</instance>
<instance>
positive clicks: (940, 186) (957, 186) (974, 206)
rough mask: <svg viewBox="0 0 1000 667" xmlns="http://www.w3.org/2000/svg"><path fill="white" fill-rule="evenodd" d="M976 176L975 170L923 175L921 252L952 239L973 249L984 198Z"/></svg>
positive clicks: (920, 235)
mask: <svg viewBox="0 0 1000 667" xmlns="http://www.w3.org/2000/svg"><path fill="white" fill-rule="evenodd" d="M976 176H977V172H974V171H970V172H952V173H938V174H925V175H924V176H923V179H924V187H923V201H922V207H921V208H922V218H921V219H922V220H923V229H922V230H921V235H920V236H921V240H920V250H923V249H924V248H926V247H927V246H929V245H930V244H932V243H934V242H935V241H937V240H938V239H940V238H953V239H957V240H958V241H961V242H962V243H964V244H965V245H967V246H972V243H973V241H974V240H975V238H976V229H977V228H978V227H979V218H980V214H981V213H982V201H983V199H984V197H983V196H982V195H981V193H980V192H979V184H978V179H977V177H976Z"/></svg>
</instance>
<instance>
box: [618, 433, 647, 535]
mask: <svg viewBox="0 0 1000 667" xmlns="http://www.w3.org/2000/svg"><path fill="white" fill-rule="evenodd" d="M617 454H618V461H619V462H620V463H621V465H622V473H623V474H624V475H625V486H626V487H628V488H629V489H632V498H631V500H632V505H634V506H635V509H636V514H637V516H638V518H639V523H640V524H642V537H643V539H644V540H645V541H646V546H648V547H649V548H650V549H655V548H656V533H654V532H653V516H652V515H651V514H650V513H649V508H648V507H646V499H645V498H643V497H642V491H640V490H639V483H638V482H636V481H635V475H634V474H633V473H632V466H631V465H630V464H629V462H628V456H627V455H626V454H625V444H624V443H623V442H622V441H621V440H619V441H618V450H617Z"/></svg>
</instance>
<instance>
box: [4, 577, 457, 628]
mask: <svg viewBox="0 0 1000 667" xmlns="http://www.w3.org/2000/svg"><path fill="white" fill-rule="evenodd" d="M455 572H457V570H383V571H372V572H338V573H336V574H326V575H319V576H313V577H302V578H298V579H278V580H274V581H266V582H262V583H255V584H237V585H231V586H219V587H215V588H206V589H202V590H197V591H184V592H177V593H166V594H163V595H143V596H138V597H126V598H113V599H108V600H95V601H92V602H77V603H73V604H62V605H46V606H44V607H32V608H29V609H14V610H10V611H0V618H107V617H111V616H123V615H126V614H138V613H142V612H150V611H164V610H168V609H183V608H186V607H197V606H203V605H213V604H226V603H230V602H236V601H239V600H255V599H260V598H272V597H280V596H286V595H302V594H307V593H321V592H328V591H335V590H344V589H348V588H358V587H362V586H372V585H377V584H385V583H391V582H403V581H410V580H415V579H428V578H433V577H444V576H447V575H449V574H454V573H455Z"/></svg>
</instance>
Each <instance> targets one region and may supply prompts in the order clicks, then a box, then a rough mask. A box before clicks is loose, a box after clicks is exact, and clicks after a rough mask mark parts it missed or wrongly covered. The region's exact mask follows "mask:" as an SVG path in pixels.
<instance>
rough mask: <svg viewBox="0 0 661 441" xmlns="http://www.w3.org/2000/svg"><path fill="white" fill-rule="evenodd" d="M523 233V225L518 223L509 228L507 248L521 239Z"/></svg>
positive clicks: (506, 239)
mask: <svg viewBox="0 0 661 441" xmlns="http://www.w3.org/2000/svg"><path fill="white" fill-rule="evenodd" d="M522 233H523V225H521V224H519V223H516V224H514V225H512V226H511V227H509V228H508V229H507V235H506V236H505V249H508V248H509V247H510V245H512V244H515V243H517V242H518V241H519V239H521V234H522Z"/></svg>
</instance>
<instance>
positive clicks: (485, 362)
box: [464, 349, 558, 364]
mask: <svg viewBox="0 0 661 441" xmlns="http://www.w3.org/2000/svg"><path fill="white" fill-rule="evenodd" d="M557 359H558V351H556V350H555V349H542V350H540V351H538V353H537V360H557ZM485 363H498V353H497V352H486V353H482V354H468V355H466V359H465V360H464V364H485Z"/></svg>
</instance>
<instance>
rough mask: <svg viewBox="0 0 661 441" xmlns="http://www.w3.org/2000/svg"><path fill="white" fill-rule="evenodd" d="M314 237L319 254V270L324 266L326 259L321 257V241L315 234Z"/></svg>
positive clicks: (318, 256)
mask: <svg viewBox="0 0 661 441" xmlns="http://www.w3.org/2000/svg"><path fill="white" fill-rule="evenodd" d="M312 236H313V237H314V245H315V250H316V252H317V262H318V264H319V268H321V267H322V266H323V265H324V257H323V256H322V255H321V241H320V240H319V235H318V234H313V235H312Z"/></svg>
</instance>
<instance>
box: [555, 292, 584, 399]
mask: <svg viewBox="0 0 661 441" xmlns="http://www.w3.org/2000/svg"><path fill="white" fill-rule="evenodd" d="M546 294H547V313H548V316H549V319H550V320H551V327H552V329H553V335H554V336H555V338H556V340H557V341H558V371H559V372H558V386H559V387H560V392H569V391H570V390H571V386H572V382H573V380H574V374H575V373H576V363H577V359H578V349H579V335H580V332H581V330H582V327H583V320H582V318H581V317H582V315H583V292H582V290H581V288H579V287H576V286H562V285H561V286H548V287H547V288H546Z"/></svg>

### EXERCISE DIRECTIONS
Render the records above as a JSON array of strings, with one string per line and blank lines omitted.

### TASK SOLUTION
[
  "</instance>",
  "<instance>",
  "positive clicks: (940, 186) (957, 186) (974, 206)",
  "rough mask: <svg viewBox=\"0 0 1000 667\" xmlns=\"http://www.w3.org/2000/svg\"><path fill=\"white\" fill-rule=\"evenodd\" d=\"M976 176L975 170L923 175L921 252L952 239L973 249L984 198Z\"/></svg>",
  "positive clicks: (920, 235)",
  "mask: <svg viewBox=\"0 0 1000 667\" xmlns=\"http://www.w3.org/2000/svg\"><path fill=\"white\" fill-rule=\"evenodd\" d=\"M976 176H977V172H974V171H970V172H952V173H938V174H925V175H924V176H923V179H924V187H923V201H922V207H921V208H922V218H921V219H922V220H923V229H922V230H921V235H920V236H921V240H920V250H923V249H924V248H926V247H927V246H929V245H930V244H932V243H934V242H935V241H937V240H938V239H940V238H953V239H957V240H958V241H961V242H962V243H964V244H965V245H967V246H972V243H973V241H974V240H975V238H976V229H977V228H978V227H979V218H980V214H981V213H982V201H983V199H984V197H983V196H982V195H981V193H980V192H979V184H978V179H977V177H976Z\"/></svg>",
  "</instance>",
  "<instance>",
  "box: [618, 433, 647, 535]",
  "mask: <svg viewBox=\"0 0 1000 667\" xmlns=\"http://www.w3.org/2000/svg\"><path fill=\"white\" fill-rule=\"evenodd\" d=\"M617 454H618V461H619V462H620V463H621V465H622V473H623V474H624V475H625V486H626V487H628V488H629V489H632V498H631V500H632V505H634V506H635V509H636V514H637V516H638V518H639V523H640V524H642V537H643V539H644V540H645V541H646V546H648V547H649V548H650V549H655V548H656V533H654V532H653V516H652V515H651V514H650V513H649V508H648V507H646V499H645V498H643V497H642V491H640V490H639V483H638V482H636V481H635V475H634V474H633V473H632V466H631V465H630V464H629V462H628V456H627V455H626V454H625V444H624V443H623V442H622V441H621V440H619V441H618V450H617Z\"/></svg>",
  "</instance>",
  "<instance>",
  "box: [4, 577, 457, 628]",
  "mask: <svg viewBox=\"0 0 1000 667\" xmlns=\"http://www.w3.org/2000/svg\"><path fill=\"white\" fill-rule=\"evenodd\" d=\"M455 572H457V570H383V571H372V572H338V573H336V574H326V575H319V576H313V577H302V578H298V579H278V580H274V581H266V582H262V583H255V584H237V585H231V586H219V587H215V588H206V589H202V590H197V591H184V592H177V593H166V594H163V595H143V596H138V597H126V598H113V599H108V600H95V601H92V602H77V603H73V604H62V605H46V606H44V607H32V608H29V609H14V610H10V611H0V618H107V617H111V616H123V615H126V614H138V613H142V612H150V611H164V610H168V609H183V608H186V607H197V606H203V605H213V604H226V603H230V602H236V601H239V600H255V599H260V598H272V597H280V596H286V595H302V594H307V593H321V592H328V591H335V590H344V589H348V588H358V587H362V586H372V585H377V584H385V583H391V582H403V581H410V580H415V579H428V578H433V577H444V576H447V575H449V574H454V573H455Z\"/></svg>",
  "</instance>",
  "Each <instance> targets one region and may supply prompts in the order clicks, then a box, then a rough mask. A box before clicks is loose, a box after clicks is exact, and clicks after a rough mask mark parts it missed or wrongly covered. The region's exact mask follows \"mask:\" as an SVG path in pixels.",
  "<instance>",
  "rough mask: <svg viewBox=\"0 0 661 441\" xmlns=\"http://www.w3.org/2000/svg\"><path fill=\"white\" fill-rule=\"evenodd\" d=\"M523 233V225L518 223L509 228L507 248L521 239Z\"/></svg>",
  "positive clicks: (506, 239)",
  "mask: <svg viewBox=\"0 0 661 441\" xmlns=\"http://www.w3.org/2000/svg\"><path fill=\"white\" fill-rule=\"evenodd\" d=\"M522 233H523V225H521V224H519V223H516V224H514V225H512V226H511V227H509V228H508V229H507V235H506V236H505V249H508V248H509V247H510V245H512V244H515V243H517V242H518V241H519V239H521V234H522Z\"/></svg>",
  "</instance>",
  "<instance>",
  "positive clicks: (485, 362)",
  "box: [464, 349, 558, 364]",
  "mask: <svg viewBox=\"0 0 661 441\" xmlns=\"http://www.w3.org/2000/svg\"><path fill=\"white\" fill-rule=\"evenodd\" d=\"M557 359H558V351H556V350H555V349H542V350H540V351H538V353H537V360H557ZM485 363H498V353H497V352H486V353H482V354H468V355H466V359H465V360H464V364H485Z\"/></svg>",
  "</instance>",
  "<instance>",
  "rough mask: <svg viewBox=\"0 0 661 441\" xmlns=\"http://www.w3.org/2000/svg\"><path fill=\"white\" fill-rule=\"evenodd\" d=\"M314 237L319 254V270L324 266L326 259L321 257V241L315 234Z\"/></svg>",
  "positive clicks: (318, 256)",
  "mask: <svg viewBox=\"0 0 661 441\" xmlns=\"http://www.w3.org/2000/svg\"><path fill=\"white\" fill-rule=\"evenodd\" d=\"M312 236H313V237H314V245H315V250H316V252H317V262H318V264H319V268H321V267H322V266H323V265H324V257H323V256H322V255H321V241H320V240H319V235H318V234H313V235H312Z\"/></svg>",
  "</instance>",
  "<instance>",
  "box: [555, 292, 584, 399]",
  "mask: <svg viewBox=\"0 0 661 441\" xmlns=\"http://www.w3.org/2000/svg\"><path fill=\"white\" fill-rule=\"evenodd\" d=\"M546 294H547V313H548V316H549V319H550V320H551V327H552V329H553V335H554V336H555V338H556V340H557V341H558V371H559V372H558V386H559V387H560V392H569V391H570V390H571V386H572V382H573V380H574V374H575V373H576V363H577V359H578V349H579V335H580V332H581V330H582V327H583V320H582V318H581V317H582V315H583V292H582V290H581V288H579V287H576V286H562V285H561V286H548V287H547V288H546Z\"/></svg>"
]